Temos uma cópia em arquivo do documento. Em vez de escrever propriamente um artigo, desta vez, dados o valor da causa e a consequente importância do texto – bem como a quase nenhuma atenção que vem recebendo –, reportaremos a tradução para o português dos principais argumentos de Janaína e seus colegas.

O quadro

A tese que eles defendem é a necessidade de uma intervenção da Corte para deter as imoralidades de Maduro. “A Venezuela tem sofrido várias crises ao longo de sua história. É possível pontuar crises políticas, econômicas e sociais, acompanhadas de desrespeito e violação de direitos humanos. Mas nenhuma dessas crises pode ser comparada à correntemente em vigência no país”, justificam. “As primeiras violações começaram durante o regime totalitário de Hugo Chávez e pioraram no governo do Presidente Maduro.”

Os juristas afirmam que a Venezuela, durante certo tempo, conseguiu seguir um caminho democrático e com tendência à prosperidade, mas “começou a colapsar com a ascensão de Hugo Chávez e o Partido Socialista Unido da Venezuela ao poder. Chávez criou um regime que é convencionalmente chamado ‘República Bolivariana’. Ele legalizou seus próprios poderes com a aprovação de uma nova Constituição, em 1990.”  

A República Bolivariana “tem sido endossada por sucessivas reeleições e desde então, não tem havido qualquer alternância na arena política. Há, nesse contexto, inúmeras suspeitas de fraude no processo eleitoral. Mesmo a empresa encarregada das eleições, a Smartmatic, denunciou as fraudes inadmissíveis. Em outras palavras, a companhia alegou a manipulação dos resultados”. Porém, “foi só recentemente, com o governo de Maduro, que o sistema tirânico se tornou plenamente estabelecido, especialmente nos últimos anos. Não há dúvida de que a Venezuela se tornou uma ditadura sangrenta”.

Os juristas dizem então que não há mais nenhum equilíbrio entre os poderes venezuelanos, tendo sido imposta ao povo uma Nova Assembleia Constituinte, composta apenas por governistas. O regime de Maduro “tem perseguido todos os tipos de oposição, concentrando em suas mãos, praticamente, todos os poderes do Estado, com amplo apoio do Judiciário, que já não exerce o papel limitador de supervisionar os outros poderes”.
==================================================
# Objetivo declarado a
Transcreva sem nenhuma alteração os registros desde a linha que contém “Where can the woman be” até o fim dos registros, incluindo ambas as pontas.

# Dados de trabalho
==================================================
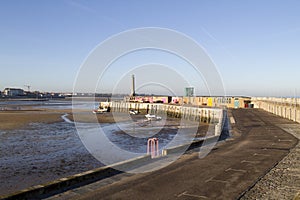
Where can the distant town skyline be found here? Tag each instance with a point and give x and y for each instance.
(255, 45)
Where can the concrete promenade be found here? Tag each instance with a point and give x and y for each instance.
(230, 171)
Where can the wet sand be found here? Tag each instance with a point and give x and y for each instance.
(32, 153)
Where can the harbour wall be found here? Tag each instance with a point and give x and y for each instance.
(202, 114)
(288, 108)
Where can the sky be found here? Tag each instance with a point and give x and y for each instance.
(255, 45)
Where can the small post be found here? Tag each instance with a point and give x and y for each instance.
(152, 147)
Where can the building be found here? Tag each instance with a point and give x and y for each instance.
(189, 91)
(13, 92)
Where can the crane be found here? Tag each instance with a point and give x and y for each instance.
(28, 87)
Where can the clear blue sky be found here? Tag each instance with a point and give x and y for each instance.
(254, 44)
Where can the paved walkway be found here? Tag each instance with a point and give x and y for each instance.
(283, 181)
(232, 168)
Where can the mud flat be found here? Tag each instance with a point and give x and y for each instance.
(38, 146)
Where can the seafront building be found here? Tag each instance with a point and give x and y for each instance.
(200, 101)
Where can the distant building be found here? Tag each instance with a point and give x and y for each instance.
(189, 92)
(13, 92)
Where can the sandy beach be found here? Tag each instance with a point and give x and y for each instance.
(38, 146)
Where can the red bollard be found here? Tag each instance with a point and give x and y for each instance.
(152, 147)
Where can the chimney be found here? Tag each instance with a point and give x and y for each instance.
(133, 86)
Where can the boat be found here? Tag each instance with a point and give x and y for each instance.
(100, 110)
(133, 112)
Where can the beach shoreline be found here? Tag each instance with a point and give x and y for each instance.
(32, 153)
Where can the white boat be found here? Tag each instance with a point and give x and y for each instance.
(152, 117)
(133, 112)
(100, 110)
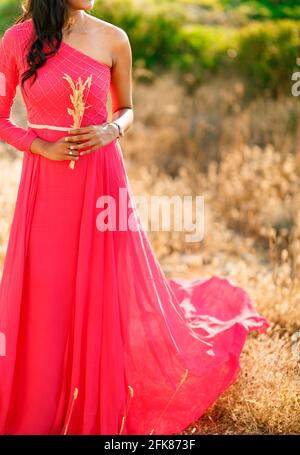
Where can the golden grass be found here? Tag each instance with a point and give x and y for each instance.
(220, 148)
(78, 98)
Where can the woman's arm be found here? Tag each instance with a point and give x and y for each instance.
(95, 136)
(18, 137)
(121, 82)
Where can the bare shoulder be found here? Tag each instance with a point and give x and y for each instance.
(110, 31)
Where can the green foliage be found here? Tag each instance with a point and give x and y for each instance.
(267, 55)
(9, 10)
(265, 9)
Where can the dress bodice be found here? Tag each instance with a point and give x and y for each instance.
(47, 100)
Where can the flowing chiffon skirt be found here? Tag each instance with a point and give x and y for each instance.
(98, 340)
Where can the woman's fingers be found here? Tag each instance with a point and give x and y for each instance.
(78, 138)
(94, 147)
(82, 130)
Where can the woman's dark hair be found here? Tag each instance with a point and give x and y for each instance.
(49, 17)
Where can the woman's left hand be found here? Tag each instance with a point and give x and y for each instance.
(90, 138)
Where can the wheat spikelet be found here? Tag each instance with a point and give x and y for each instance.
(78, 99)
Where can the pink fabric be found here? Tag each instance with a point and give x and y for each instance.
(93, 310)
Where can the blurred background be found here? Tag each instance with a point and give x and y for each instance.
(215, 116)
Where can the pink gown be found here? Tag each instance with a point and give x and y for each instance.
(98, 340)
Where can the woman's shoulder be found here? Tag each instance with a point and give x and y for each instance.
(18, 34)
(107, 28)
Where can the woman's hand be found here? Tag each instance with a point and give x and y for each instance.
(90, 138)
(56, 151)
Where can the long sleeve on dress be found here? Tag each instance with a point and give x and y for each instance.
(18, 137)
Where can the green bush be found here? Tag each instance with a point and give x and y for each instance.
(267, 56)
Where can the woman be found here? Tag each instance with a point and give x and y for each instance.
(98, 341)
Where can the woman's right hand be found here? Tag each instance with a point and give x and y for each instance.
(56, 151)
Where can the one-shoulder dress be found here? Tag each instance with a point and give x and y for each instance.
(95, 339)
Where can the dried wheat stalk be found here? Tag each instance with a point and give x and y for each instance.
(78, 99)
==================================================
# Objetivo declarado b
Liste todas as pessoas citadas pelo nome no texto sobre a Venezuela.

# Resposta escrita a
Where can the woman be found here? Tag each instance with a point and give x and y for each instance.
(98, 341)
Where can the woman's right hand be found here? Tag each instance with a point and give x and y for each instance.
(56, 151)
Where can the one-shoulder dress be found here? Tag each instance with a point and give x and y for each instance.
(95, 339)
Where can the dried wheat stalk be found here? Tag each instance with a point and give x and y for each instance.
(78, 99)

# Resposta escrita b
Janaína
Hugo Chávez
Maduro